#### [WORK INSTRUCTION]
The entries must be repeated verbatim, and their images left out.

(Collection entries)

# # # #

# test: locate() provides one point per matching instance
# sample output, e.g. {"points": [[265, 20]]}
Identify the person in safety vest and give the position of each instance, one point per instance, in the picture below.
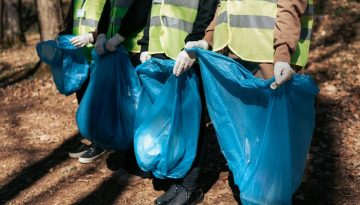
{"points": [[171, 26], [271, 38], [121, 22], [82, 21]]}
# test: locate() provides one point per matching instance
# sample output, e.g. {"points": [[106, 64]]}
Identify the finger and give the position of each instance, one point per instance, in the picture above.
{"points": [[109, 47], [74, 39], [274, 85], [189, 45], [181, 68], [176, 66]]}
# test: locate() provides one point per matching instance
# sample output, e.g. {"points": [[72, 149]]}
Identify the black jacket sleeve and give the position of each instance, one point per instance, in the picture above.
{"points": [[135, 19], [69, 21], [206, 13], [104, 21]]}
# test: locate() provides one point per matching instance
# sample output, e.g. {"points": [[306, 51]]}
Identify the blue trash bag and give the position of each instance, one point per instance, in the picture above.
{"points": [[264, 134], [167, 121], [106, 114], [69, 65]]}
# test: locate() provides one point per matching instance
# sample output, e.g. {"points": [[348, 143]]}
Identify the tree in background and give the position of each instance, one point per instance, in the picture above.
{"points": [[11, 25], [50, 18]]}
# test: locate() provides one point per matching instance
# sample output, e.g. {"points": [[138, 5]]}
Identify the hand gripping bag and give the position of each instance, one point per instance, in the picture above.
{"points": [[69, 65], [168, 120], [106, 114], [264, 134]]}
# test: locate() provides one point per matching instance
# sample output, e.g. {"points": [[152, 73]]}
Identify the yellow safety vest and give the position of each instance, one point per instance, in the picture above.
{"points": [[247, 28], [171, 22], [119, 8], [88, 21]]}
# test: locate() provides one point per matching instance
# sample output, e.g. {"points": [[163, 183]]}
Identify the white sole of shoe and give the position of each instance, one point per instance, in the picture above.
{"points": [[76, 155], [89, 160]]}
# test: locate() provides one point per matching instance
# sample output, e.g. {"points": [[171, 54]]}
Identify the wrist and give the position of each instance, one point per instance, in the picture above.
{"points": [[118, 38]]}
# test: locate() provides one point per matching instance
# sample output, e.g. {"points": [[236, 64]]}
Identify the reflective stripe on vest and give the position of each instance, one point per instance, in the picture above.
{"points": [[119, 8], [247, 28], [171, 22], [89, 22]]}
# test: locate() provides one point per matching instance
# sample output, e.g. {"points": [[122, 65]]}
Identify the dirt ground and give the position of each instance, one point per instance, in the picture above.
{"points": [[37, 129]]}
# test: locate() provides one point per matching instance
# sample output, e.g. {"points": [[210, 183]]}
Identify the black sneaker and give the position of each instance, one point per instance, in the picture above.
{"points": [[187, 197], [169, 195], [79, 151], [91, 155]]}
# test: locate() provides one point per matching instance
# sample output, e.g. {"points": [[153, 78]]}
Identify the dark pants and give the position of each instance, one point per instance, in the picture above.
{"points": [[192, 179]]}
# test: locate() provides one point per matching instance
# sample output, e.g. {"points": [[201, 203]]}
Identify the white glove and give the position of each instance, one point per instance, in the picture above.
{"points": [[113, 42], [197, 44], [283, 72], [144, 56], [183, 62], [82, 40], [100, 44]]}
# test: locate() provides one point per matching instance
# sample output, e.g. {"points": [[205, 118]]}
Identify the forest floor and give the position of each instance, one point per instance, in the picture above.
{"points": [[37, 130]]}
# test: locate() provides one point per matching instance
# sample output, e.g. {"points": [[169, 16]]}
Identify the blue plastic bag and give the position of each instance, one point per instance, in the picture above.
{"points": [[69, 65], [264, 134], [167, 121], [106, 114]]}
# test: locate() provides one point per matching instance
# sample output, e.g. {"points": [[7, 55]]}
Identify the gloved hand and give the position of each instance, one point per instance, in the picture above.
{"points": [[82, 40], [113, 42], [100, 44], [183, 62], [283, 72], [197, 44], [144, 56]]}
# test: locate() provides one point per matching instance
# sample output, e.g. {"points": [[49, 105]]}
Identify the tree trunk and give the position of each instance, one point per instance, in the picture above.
{"points": [[12, 33], [50, 18]]}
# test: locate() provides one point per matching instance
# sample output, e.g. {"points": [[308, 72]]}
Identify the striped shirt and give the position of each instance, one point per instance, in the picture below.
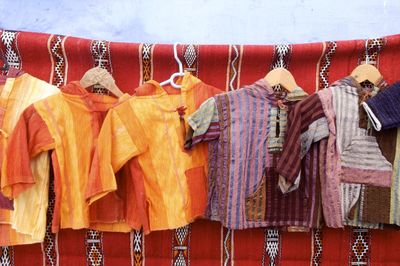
{"points": [[243, 192], [344, 176]]}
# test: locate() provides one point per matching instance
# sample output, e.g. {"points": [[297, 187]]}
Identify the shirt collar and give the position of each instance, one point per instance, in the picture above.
{"points": [[296, 95]]}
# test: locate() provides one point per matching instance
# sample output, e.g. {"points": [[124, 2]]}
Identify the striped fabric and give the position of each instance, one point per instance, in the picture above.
{"points": [[362, 161], [353, 156], [395, 189], [243, 191], [16, 95]]}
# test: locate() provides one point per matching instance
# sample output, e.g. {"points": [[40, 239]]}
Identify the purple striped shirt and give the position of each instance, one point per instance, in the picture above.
{"points": [[243, 184]]}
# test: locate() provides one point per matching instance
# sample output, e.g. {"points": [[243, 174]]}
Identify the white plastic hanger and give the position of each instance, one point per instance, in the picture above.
{"points": [[176, 74]]}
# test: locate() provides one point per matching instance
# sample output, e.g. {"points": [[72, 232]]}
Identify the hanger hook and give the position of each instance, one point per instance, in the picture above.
{"points": [[177, 57]]}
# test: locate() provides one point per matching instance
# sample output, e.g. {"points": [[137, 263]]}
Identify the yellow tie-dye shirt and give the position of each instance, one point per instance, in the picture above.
{"points": [[149, 129], [67, 124]]}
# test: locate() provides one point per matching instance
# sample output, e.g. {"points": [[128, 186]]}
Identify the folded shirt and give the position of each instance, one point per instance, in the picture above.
{"points": [[384, 109]]}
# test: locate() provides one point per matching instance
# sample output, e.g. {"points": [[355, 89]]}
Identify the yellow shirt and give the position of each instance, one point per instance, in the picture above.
{"points": [[149, 129], [15, 228], [68, 124]]}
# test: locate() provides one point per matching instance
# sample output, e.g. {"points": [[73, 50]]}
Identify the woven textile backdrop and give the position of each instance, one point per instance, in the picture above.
{"points": [[59, 59]]}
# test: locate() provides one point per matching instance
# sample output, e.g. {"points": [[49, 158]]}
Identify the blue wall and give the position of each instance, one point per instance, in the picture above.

# # # #

#### [ANSWER BOX]
# test: locate() provides one point per matching instance
# sample output, e.g. {"points": [[265, 20]]}
Identify the person in safety vest and give the position of each instance, one point per instance, in the picture below.
{"points": [[171, 26], [271, 38], [121, 22], [82, 21]]}
# test: locate() provides one point per matching instance
# sample output, e.g. {"points": [[106, 64]]}
Identify the finger and give the position of each instance, one point per instance, in the picture above.
{"points": [[109, 47], [74, 39], [274, 85], [189, 45], [181, 68], [176, 66]]}
# test: locate() provides one point per matching instance
# sample output, e.g. {"points": [[72, 149]]}
Identify the black jacket sleeve and give the position of each instance, one point per instance, in the picture above.
{"points": [[135, 19], [69, 21], [206, 13], [104, 21]]}
# test: locate() provides one point per matching instance
# sample output, e.g. {"points": [[306, 51]]}
Identify the blue trash bag and give the position of each instance, one point per instance, in the picture above.
{"points": [[264, 134], [167, 121], [106, 114], [69, 65]]}
# test: locate() provides one point per matching instance
# sample output, e.g. {"points": [[348, 143]]}
Identify the tree in background and give the position of each instance, one point per instance, in the picture above.
{"points": [[11, 25], [50, 18]]}
# test: locate() provides one point per matching instance
# sample output, e.g. {"points": [[138, 5]]}
Identify the hand gripping bag and give the position of each instance, one point per instance, in the picture above.
{"points": [[69, 65], [168, 120], [106, 114], [264, 134]]}
# test: locate() provides one point per matching instance
# sample output, e.g. {"points": [[152, 73]]}
Identify the yellow safety vest and give the position of each instance, one point per instance, in the picture above.
{"points": [[247, 28], [171, 22], [119, 8], [88, 21]]}
# test: locate() provides one point per matching instance
# sample output, e.g. {"points": [[163, 183]]}
Identify the white sole of shoe and give the position of each instance, one point per instance, in the picture above.
{"points": [[76, 155], [89, 160]]}
# test: locate() provides one point per matching instance
# sample output, e.g. {"points": [[171, 54]]}
Identify the wrist and give the position of each instance, one point per instance, in the picture above.
{"points": [[118, 38]]}
# test: locate() provides one point per matching instance
# sample output, e.g. {"points": [[236, 64]]}
Identify the reflective stripe on vest and give the position of each instance, one point per instance, in the picture above.
{"points": [[119, 8], [247, 28], [171, 22], [89, 22]]}
# test: locate() provides one point per matching instance
# sample output, e.g. {"points": [[122, 65]]}
Identify the dirt ground and give the position of each instance, one point per instance, in the picture above.
{"points": [[37, 129]]}
# test: locate() provides one point per matching instance
# sample output, e.g. {"points": [[210, 183]]}
Identify the black sneaker and give the position of each instance, one point per instance, in the picture above.
{"points": [[187, 197], [169, 195], [79, 151], [91, 155]]}
# test: locate() provides one point per matching instance
# sample output, e.g. {"points": [[153, 78]]}
Identify the dark pants and give the position of each instance, one point per instance, in the picture above.
{"points": [[192, 179]]}
# test: locate() provides one point per matching instance
# sample output, e.g. {"points": [[201, 203]]}
Identify the white glove and give the position of each instance, one point per instance, in the picture above.
{"points": [[113, 42], [197, 44], [283, 72], [144, 56], [183, 62], [82, 40], [100, 44]]}
# test: locate() provides one point per matching instance
# sample output, e.g. {"points": [[205, 118]]}
Identify the forest floor and give the position of each instance, one point per instance, in the picture above.
{"points": [[37, 130]]}
# test: locate() provides one point per matching instance
# sample output, e.g. {"points": [[169, 16]]}
Identify the blue plastic bag and give the position of each instance, one point per instance, in the picture above.
{"points": [[69, 65], [264, 134], [167, 121], [106, 114]]}
# test: locate() provides one point per matching instance
# sample output, e.g. {"points": [[7, 55]]}
Identify the gloved hand and give the position of each instance, one point per instance, in the picture above.
{"points": [[82, 40], [113, 42], [100, 44], [183, 62], [283, 72], [197, 44], [144, 56]]}
# test: locate() provides one point per matching instance
# sample output, e.g. {"points": [[49, 105]]}
Identify the tree trunk and give the position of each instance, one point per instance, in the picture above.
{"points": [[12, 33], [50, 18]]}
# test: locate() provides one point per matching instance
# sample output, e.g. {"points": [[308, 72]]}
Identify the striped shirt and give the position of each instance, one point per instance, in the picture below.
{"points": [[243, 192], [344, 176]]}
# test: locate() provides one point per matching instance
# sample output, e.g. {"points": [[297, 187]]}
Identify the shirt collar and give the position of each instance, one point per instance, in the picture above.
{"points": [[296, 95]]}
# test: locate() provides one point per matching instance
# sample output, e.g. {"points": [[124, 2]]}
Identify the striped fabric and give the position of each instance, one point per instance, in the picture above.
{"points": [[362, 161], [353, 156], [395, 189], [243, 191], [16, 95]]}
# test: locate() provides one point per matching instance
# sample output, e.g. {"points": [[40, 239]]}
Identify the purple striped shirt and give the position of each instance, one point per instance, in the picture above.
{"points": [[243, 184]]}
# test: locate() provides one point per matching instance
# sample output, e.g. {"points": [[243, 174]]}
Identify the white plastic hanger and give the position of each instance, one point per instance, in the picture above.
{"points": [[176, 74]]}
# test: locate() provides one point per matching instance
# sample output, e.g. {"points": [[72, 232]]}
Identify the hanger hook and give the position of each instance, one point per instance, in the picture above.
{"points": [[177, 57]]}
# test: locate() provides one point per matching instance
# sample output, e.g. {"points": [[137, 263]]}
Identify the yellow tie-dye shirt and give the position of each instance, one point per instance, in the picture above.
{"points": [[149, 129], [67, 124]]}
# test: locate() provides one point per matching instance
# sample output, e.g. {"points": [[128, 186]]}
Identify the folded shirt and give the position of each instance, one point per instance, in the picture above.
{"points": [[384, 109]]}
# test: locate() provides one point per matching instance
# sample output, e.g. {"points": [[355, 89]]}
Identify the yellow shirt and give the position of each instance, one point per instance, in the picture above.
{"points": [[149, 129], [15, 228], [68, 124]]}
# test: locate() provides one point per matching instance
# sample output, e.g. {"points": [[73, 50]]}
Identify the woven textile backdrop and give the position of each instance, one point per instance, in the picture above.
{"points": [[59, 59]]}
# test: locate() provides one point per matching instance
# sample output, e.g. {"points": [[49, 158]]}
Identify the blue wall and give the position of each instance, one point per instance, in the picture above.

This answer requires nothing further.